_Directions for this task_
Count the lines in the records below that contain the string "dark", with case counting. Reply with the number alone.

(Excerpts of pointing data)
-- -- --

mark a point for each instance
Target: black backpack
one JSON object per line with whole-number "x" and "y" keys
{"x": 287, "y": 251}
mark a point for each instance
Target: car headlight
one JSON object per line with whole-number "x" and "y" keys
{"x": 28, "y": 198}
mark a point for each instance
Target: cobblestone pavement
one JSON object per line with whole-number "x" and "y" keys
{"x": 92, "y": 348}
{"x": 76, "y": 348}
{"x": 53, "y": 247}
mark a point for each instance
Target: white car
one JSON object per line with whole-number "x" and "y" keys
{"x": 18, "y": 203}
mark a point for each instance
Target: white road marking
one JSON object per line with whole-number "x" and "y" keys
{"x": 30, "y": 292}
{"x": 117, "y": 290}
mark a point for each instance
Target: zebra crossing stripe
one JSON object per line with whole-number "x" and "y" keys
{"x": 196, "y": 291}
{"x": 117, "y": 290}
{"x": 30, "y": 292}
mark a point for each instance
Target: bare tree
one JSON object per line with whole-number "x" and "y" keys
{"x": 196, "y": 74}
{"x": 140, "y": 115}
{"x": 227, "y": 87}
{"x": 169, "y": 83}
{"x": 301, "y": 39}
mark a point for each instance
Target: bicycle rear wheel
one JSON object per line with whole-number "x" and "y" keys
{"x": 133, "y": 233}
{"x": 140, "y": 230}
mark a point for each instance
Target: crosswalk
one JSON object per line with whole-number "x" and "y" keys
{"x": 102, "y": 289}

-- -- --

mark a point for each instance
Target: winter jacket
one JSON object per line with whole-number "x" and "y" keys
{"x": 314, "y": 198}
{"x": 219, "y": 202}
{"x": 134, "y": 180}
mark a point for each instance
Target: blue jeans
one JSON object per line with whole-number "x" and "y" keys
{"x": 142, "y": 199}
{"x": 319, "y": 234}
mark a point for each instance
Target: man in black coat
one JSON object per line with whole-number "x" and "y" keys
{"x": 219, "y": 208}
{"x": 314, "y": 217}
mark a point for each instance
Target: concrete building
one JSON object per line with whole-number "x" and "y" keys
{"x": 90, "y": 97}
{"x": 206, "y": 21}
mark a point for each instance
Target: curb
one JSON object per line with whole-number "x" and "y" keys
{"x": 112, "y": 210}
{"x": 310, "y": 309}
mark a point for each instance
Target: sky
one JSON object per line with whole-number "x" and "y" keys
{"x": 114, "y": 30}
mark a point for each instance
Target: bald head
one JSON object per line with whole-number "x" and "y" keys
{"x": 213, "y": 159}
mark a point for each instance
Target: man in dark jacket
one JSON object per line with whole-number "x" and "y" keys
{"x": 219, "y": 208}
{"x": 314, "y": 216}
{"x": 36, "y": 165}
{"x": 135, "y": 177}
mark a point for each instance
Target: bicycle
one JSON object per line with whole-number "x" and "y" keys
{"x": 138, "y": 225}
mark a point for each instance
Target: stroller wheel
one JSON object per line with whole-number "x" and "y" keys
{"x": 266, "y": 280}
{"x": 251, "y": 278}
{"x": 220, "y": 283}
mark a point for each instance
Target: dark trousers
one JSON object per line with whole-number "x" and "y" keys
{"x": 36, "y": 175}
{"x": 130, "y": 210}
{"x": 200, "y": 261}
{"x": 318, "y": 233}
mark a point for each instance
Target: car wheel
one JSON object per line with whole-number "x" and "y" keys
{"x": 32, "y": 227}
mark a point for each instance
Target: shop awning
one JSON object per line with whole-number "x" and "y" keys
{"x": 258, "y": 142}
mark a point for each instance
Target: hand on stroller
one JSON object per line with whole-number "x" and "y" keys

-- -- --

_Answer in full_
2